> [TUS INSTRUCCIONES] Transcribe literalmente el fragmento del pasaje sobre el fanatismo y el narcisismo: comienza en las palabras que contienen "El fanatismo, esa" y detente después de "vigor reflexivo retroceden.".

> [PASAJE PROPORCIONADO]
El fanatismo, esa concentración unilateral que permite una lucidez enceguecida, es una clásica experiencia narcisista. El narcisismo es bueno y/o malo, como el colesterol, pero es inevitable para la normal circulación afectiva. La exaltación, la tensión del anhelo, la idealización ardiente, templan y sostienen nuestra vida psíquica. El narcisismo fluye evolutivamente, con naturaleza a veces constructiva y a veces maligna. Siempre hubo la posibilidad de diferenciar la pasión enajenada por la creación estética, la fiebre de músicos, pintores y poetas, de la pasión enajenada de las turbas del futbol, o separar la exaltación burbujeante de los enamorados de la delirante entrega de los nacionalistas y extremistas religiosos. Actualmente, el ojo que sopesa esos matices del frenesí está desapareciendo. La defensa de la complejidad y el vigor reflexivo retroceden.

> [INFORMACIÓN DE ORIGEN]

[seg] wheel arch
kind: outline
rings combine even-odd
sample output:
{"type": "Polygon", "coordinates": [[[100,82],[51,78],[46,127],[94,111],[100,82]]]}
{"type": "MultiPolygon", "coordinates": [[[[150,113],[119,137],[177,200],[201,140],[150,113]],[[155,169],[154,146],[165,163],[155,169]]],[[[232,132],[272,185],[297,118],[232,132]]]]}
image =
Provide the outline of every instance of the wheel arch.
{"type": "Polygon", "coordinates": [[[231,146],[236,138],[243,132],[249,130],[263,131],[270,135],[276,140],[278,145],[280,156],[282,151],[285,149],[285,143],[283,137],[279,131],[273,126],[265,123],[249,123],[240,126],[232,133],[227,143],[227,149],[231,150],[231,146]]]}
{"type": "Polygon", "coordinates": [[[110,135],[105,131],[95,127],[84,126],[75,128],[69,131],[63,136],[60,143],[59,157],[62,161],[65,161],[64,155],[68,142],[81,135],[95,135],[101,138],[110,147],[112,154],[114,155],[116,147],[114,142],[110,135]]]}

> [RESPUESTA ABAJO]
El fanatismo, esa concentración unilateral que permite una lucidez enceguecida, es una clásica experiencia narcisista. El narcisismo es bueno y/o malo, como el colesterol, pero es inevitable para la normal circulación afectiva. La exaltación, la tensión del anhelo, la idealización ardiente, templan y sostienen nuestra vida psíquica. El narcisismo fluye evolutivamente, con naturaleza a veces constructiva y a veces maligna. Siempre hubo la posibilidad de diferenciar la pasión enajenada por la creación estética, la fiebre de músicos, pintores y poetas, de la pasión enajenada de las turbas del futbol, o separar la exaltación burbujeante de los enamorados de la delirante entrega de los nacionalistas y extremistas religiosos. Actualmente, el ojo que sopesa esos matices del frenesí está desapareciendo. La defensa de la complejidad y el vigor reflexivo retroceden.